Goal of the exercise = Copy out every one of the records below word for word, and leave the pictures out of your copy.

Input for this task =
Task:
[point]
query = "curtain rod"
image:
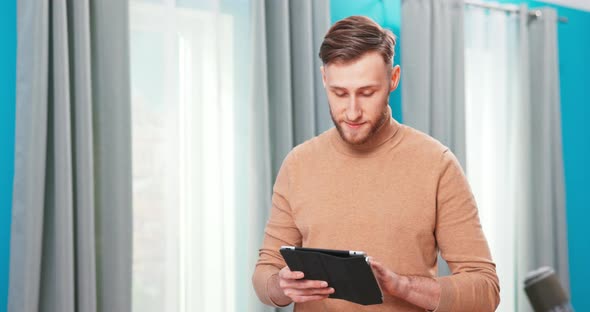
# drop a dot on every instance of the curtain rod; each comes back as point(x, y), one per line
point(509, 8)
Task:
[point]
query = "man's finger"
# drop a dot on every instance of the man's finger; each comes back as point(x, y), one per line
point(300, 299)
point(302, 284)
point(287, 274)
point(293, 292)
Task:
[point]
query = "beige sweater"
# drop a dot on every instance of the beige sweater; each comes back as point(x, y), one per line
point(401, 200)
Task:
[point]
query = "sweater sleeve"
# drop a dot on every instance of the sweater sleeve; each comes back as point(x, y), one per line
point(473, 285)
point(280, 231)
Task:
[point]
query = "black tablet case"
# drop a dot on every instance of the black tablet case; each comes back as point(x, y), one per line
point(350, 276)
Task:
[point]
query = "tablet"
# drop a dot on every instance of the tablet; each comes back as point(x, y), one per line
point(347, 271)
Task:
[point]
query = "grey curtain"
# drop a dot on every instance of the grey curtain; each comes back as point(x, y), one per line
point(71, 224)
point(289, 101)
point(298, 107)
point(432, 65)
point(548, 209)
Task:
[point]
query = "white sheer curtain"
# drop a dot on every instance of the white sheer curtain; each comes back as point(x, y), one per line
point(496, 136)
point(196, 155)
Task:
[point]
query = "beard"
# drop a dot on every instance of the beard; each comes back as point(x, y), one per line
point(374, 128)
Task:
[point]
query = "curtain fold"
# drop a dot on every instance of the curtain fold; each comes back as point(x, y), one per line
point(432, 65)
point(514, 160)
point(513, 154)
point(298, 106)
point(548, 186)
point(431, 43)
point(70, 245)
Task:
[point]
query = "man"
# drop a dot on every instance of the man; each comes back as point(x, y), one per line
point(375, 185)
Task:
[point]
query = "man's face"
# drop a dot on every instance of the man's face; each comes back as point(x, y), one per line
point(358, 93)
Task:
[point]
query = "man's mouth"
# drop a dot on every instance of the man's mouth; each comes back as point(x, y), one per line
point(354, 125)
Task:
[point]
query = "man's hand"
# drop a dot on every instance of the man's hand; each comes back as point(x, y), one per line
point(421, 291)
point(388, 280)
point(299, 290)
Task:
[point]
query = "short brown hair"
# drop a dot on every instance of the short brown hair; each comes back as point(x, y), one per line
point(354, 36)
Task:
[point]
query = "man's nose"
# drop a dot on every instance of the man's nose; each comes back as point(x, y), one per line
point(353, 111)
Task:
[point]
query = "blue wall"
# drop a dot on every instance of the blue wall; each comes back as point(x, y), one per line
point(574, 48)
point(7, 107)
point(388, 14)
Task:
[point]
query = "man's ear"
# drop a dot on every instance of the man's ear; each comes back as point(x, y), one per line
point(395, 76)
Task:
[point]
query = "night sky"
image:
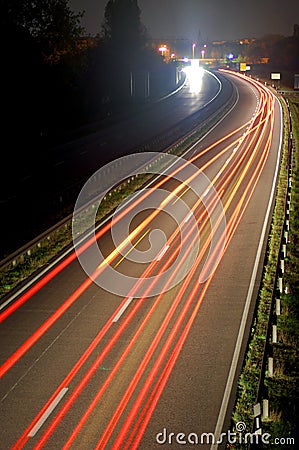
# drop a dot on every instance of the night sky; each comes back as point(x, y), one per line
point(215, 19)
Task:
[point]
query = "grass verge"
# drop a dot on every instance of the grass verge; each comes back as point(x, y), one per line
point(282, 388)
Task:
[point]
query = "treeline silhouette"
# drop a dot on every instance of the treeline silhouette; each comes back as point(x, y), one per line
point(55, 81)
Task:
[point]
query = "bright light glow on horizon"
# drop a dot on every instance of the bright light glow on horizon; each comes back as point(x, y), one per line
point(195, 75)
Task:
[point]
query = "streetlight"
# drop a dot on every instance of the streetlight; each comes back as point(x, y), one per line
point(193, 49)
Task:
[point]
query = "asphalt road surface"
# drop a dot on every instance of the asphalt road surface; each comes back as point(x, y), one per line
point(36, 188)
point(152, 364)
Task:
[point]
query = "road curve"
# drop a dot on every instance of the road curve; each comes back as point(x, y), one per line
point(82, 367)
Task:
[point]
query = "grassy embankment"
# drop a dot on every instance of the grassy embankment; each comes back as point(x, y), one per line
point(283, 386)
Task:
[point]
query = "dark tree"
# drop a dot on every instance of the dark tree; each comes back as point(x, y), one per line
point(50, 23)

Final answer =
Task:
[point]
query = "curtain rod"
image:
# drop a dot on every instance of the curtain rod; each comes back as point(x, y), one per line
point(509, 8)
Task:
[point]
query = "man's finger"
# drop a dot on every instance of the man's finger; each comes back as point(x, y), one per line
point(300, 299)
point(302, 284)
point(287, 274)
point(293, 292)
Task:
[point]
query = "beige sweater"
# drop a dot on every instance of the beige sweater; each comes back as point(x, y), one per line
point(401, 200)
Task:
[point]
query = "sweater sleeve"
# drop a dot on every instance of the sweater sleeve; each comes back as point(x, y), one per line
point(473, 285)
point(280, 231)
Task:
[point]
query = "black tablet case"
# drop a dot on every instance of the black tablet case; each comes back as point(x, y), one per line
point(350, 276)
Task:
[point]
query = "tablet"
# drop a dot on every instance of the tablet; each comes back as point(x, y), one per line
point(347, 271)
Task:
[point]
query = "grey curtain"
# drop a dot on every instance of the grey curtain; each comes back as point(x, y), one per line
point(71, 224)
point(289, 101)
point(298, 107)
point(432, 65)
point(548, 209)
Task:
[point]
query = "white sheer curtain"
# drop a dot on every instance of the white sheer curtain; each comes back as point(x, y), one per line
point(496, 136)
point(196, 155)
Task:
[point]
query = "beard"
# drop a dot on every instance of the beard; each comes back as point(x, y), one per line
point(374, 128)
Task:
[point]
query = "curtain fold"
# drop a dot on every instance of the curtain fold; each comes back as point(x, y), one per line
point(432, 65)
point(514, 160)
point(513, 154)
point(298, 106)
point(548, 186)
point(431, 43)
point(70, 245)
Task:
[point]
query = "man"
# drop a dot on every instance of the man; each comes back as point(x, y), one per line
point(375, 185)
Task:
[point]
query = "man's face"
# drop a dot on every instance of the man's face; each comes back as point(x, y), one per line
point(358, 93)
Task:
[point]
query = "man's mouth"
# drop a dot on every instance of the man's mouth; each comes back as point(x, y), one per line
point(354, 125)
Task:
[point]
query = "man's hand"
# drop a dot on every instance of the man's hand; each comes back as point(x, y), one per line
point(421, 291)
point(388, 280)
point(299, 290)
Task:
[point]
query = "short brown hair"
# drop a dot on every instance of the short brown hair; each comes back as point(x, y), one per line
point(354, 36)
Task:
[point]
query = "man's nose"
# drop a dot on every instance of the man's nose; each comes back as point(x, y), one per line
point(353, 111)
Task:
[point]
query = "blue wall"
# drop a dot on every instance of the blue wall; each comes back as point(x, y), one per line
point(574, 48)
point(7, 107)
point(388, 14)
Task:
[point]
query = "man's ear"
# drop a dot on every instance of the man's ear; each comes back as point(x, y), one per line
point(395, 76)
Task:
[point]
query = "night sky"
image:
# drop a dot on every instance of the night sky; each comes back as point(x, y), one per line
point(215, 19)
Task:
[point]
query = "grass verge"
# drop a dot on every instance of the grass verge; each comes back as point(x, y), one per line
point(282, 388)
Task:
[point]
query = "treeline silhouette"
# drop a dot on every instance of the treeline silhouette; each comes back as point(x, y), one per line
point(55, 81)
Task:
[point]
query = "bright light glow on horizon"
# drop a dot on every instance of the bright light glow on horizon; each comes back as point(x, y), one per line
point(195, 75)
Task:
[point]
query = "streetlight"
# drop a dot on every instance of the streetlight; each comes back as point(x, y), one per line
point(193, 49)
Task:
[point]
query = "asphalt road surface"
# drop a dot on every instance of the asphalt road surface; each comes back as point(x, y), one per line
point(36, 188)
point(152, 364)
Task:
[point]
query = "road curve"
# drop a dot on every instance of the road curve; each comes back as point(x, y), one per line
point(82, 367)
Task:
[point]
query = "grassy embankment"
# drop a dot on every instance of the grassy embankment; each comes back as point(x, y), one per line
point(283, 386)
Task:
[point]
query = "dark tree"
# drop a dot on every instance of the dark tree; each comes back as point(x, y), one per line
point(50, 23)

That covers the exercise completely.